### Exercise prompt
Without the pictures, set down the records below word for word.

(A block of data)
## BEGIN

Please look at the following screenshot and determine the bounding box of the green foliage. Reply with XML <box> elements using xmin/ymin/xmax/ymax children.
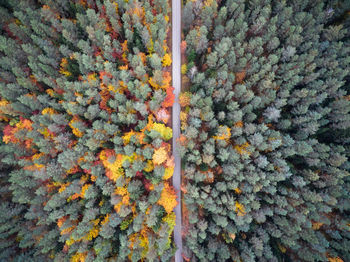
<box><xmin>179</xmin><ymin>0</ymin><xmax>350</xmax><ymax>262</ymax></box>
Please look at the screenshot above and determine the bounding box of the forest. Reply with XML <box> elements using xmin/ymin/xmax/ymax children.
<box><xmin>0</xmin><ymin>0</ymin><xmax>350</xmax><ymax>262</ymax></box>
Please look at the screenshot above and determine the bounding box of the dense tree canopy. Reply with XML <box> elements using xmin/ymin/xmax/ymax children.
<box><xmin>179</xmin><ymin>0</ymin><xmax>350</xmax><ymax>262</ymax></box>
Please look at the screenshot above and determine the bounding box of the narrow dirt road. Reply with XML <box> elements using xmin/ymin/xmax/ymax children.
<box><xmin>172</xmin><ymin>0</ymin><xmax>183</xmax><ymax>262</ymax></box>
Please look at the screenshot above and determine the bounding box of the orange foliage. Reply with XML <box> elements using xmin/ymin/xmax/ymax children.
<box><xmin>157</xmin><ymin>182</ymin><xmax>177</xmax><ymax>213</ymax></box>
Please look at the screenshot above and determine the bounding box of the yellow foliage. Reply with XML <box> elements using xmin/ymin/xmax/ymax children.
<box><xmin>152</xmin><ymin>146</ymin><xmax>168</xmax><ymax>165</ymax></box>
<box><xmin>151</xmin><ymin>123</ymin><xmax>173</xmax><ymax>140</ymax></box>
<box><xmin>58</xmin><ymin>182</ymin><xmax>71</xmax><ymax>193</ymax></box>
<box><xmin>162</xmin><ymin>53</ymin><xmax>172</xmax><ymax>67</ymax></box>
<box><xmin>213</xmin><ymin>126</ymin><xmax>231</xmax><ymax>140</ymax></box>
<box><xmin>143</xmin><ymin>160</ymin><xmax>154</xmax><ymax>172</ymax></box>
<box><xmin>70</xmin><ymin>252</ymin><xmax>87</xmax><ymax>262</ymax></box>
<box><xmin>157</xmin><ymin>182</ymin><xmax>177</xmax><ymax>214</ymax></box>
<box><xmin>162</xmin><ymin>212</ymin><xmax>176</xmax><ymax>231</ymax></box>
<box><xmin>163</xmin><ymin>167</ymin><xmax>174</xmax><ymax>180</ymax></box>
<box><xmin>100</xmin><ymin>150</ymin><xmax>137</xmax><ymax>181</ymax></box>
<box><xmin>122</xmin><ymin>130</ymin><xmax>136</xmax><ymax>145</ymax></box>
<box><xmin>69</xmin><ymin>117</ymin><xmax>84</xmax><ymax>137</ymax></box>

## END

### Finished answer
Please look at the following screenshot and determine the bounding box of the green foliage. Reply with XML <box> elements using xmin/ymin/xmax/ymax children.
<box><xmin>179</xmin><ymin>0</ymin><xmax>350</xmax><ymax>262</ymax></box>
Please look at the screenshot above and determine the bounding box of the forest. Reply with XML <box> elements using xmin/ymin/xmax/ymax children.
<box><xmin>0</xmin><ymin>0</ymin><xmax>350</xmax><ymax>262</ymax></box>
Please look at the screenshot above and determine the bounding box of the dense tree canopy. Reply with XML <box> elements using xmin/ymin/xmax/ymax children.
<box><xmin>179</xmin><ymin>0</ymin><xmax>350</xmax><ymax>262</ymax></box>
Please look at the screenshot above and determine the bounding box of the narrow dirt road. Reply with XML <box> elements using xmin/ymin/xmax/ymax children.
<box><xmin>172</xmin><ymin>0</ymin><xmax>183</xmax><ymax>262</ymax></box>
Please look at the screenshot above and determine the bounding box of the orange foliage. Reply with XML <box> elements using xmin/ymin/xmax/ymax children.
<box><xmin>157</xmin><ymin>182</ymin><xmax>177</xmax><ymax>213</ymax></box>
Please look at the screenshot above and determine the bounding box of the yellow foliage. Reply with XML <box> elements using xmin/ymin/xmax/ymax children.
<box><xmin>152</xmin><ymin>146</ymin><xmax>168</xmax><ymax>165</ymax></box>
<box><xmin>151</xmin><ymin>123</ymin><xmax>173</xmax><ymax>140</ymax></box>
<box><xmin>58</xmin><ymin>182</ymin><xmax>71</xmax><ymax>193</ymax></box>
<box><xmin>162</xmin><ymin>53</ymin><xmax>172</xmax><ymax>67</ymax></box>
<box><xmin>213</xmin><ymin>126</ymin><xmax>231</xmax><ymax>140</ymax></box>
<box><xmin>143</xmin><ymin>160</ymin><xmax>154</xmax><ymax>172</ymax></box>
<box><xmin>70</xmin><ymin>252</ymin><xmax>87</xmax><ymax>262</ymax></box>
<box><xmin>157</xmin><ymin>182</ymin><xmax>177</xmax><ymax>214</ymax></box>
<box><xmin>162</xmin><ymin>212</ymin><xmax>176</xmax><ymax>231</ymax></box>
<box><xmin>163</xmin><ymin>167</ymin><xmax>174</xmax><ymax>180</ymax></box>
<box><xmin>100</xmin><ymin>150</ymin><xmax>137</xmax><ymax>181</ymax></box>
<box><xmin>122</xmin><ymin>130</ymin><xmax>136</xmax><ymax>145</ymax></box>
<box><xmin>69</xmin><ymin>117</ymin><xmax>84</xmax><ymax>137</ymax></box>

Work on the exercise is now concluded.